'''

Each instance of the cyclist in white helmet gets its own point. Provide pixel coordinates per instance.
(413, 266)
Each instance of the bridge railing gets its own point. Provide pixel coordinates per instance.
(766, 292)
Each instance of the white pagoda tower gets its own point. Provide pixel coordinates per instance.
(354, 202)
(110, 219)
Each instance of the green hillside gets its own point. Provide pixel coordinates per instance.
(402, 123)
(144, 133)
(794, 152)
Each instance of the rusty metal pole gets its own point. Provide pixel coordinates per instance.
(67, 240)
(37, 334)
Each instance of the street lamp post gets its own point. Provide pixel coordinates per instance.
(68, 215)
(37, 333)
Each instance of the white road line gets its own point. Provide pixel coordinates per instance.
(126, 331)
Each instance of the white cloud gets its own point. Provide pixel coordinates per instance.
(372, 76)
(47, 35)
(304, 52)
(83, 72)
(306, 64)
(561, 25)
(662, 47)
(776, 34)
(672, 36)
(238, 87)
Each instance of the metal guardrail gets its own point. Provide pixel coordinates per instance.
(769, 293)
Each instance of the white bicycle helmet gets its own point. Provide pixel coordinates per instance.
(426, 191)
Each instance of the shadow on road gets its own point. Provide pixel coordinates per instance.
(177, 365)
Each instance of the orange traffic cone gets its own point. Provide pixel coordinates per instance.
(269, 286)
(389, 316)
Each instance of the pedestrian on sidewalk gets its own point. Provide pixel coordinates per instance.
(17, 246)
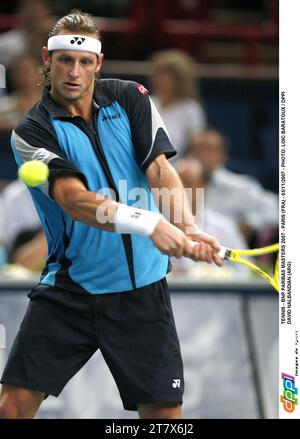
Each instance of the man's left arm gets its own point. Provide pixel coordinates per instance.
(170, 196)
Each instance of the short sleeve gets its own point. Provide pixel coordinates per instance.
(31, 141)
(149, 135)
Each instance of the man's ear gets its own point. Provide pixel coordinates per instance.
(46, 56)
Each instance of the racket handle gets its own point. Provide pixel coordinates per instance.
(221, 253)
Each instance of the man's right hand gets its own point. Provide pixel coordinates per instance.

'''

**Task to carry out**
Recast the stretch from the line containing "Each instance of the man's ear" through the end of the records as a JSON list of strings, one string per line, with blank lines left out.

**Final result**
[
  "Each instance of the man's ear gets its own point. Provide pixel coordinates per instance.",
  "(46, 56)",
  "Each instance of the racket handle gets its own point. Provide pixel coordinates per instance.",
  "(221, 253)",
  "Each instance of the man's right hand gets its own point. Provide pixel coordinates per instance."
]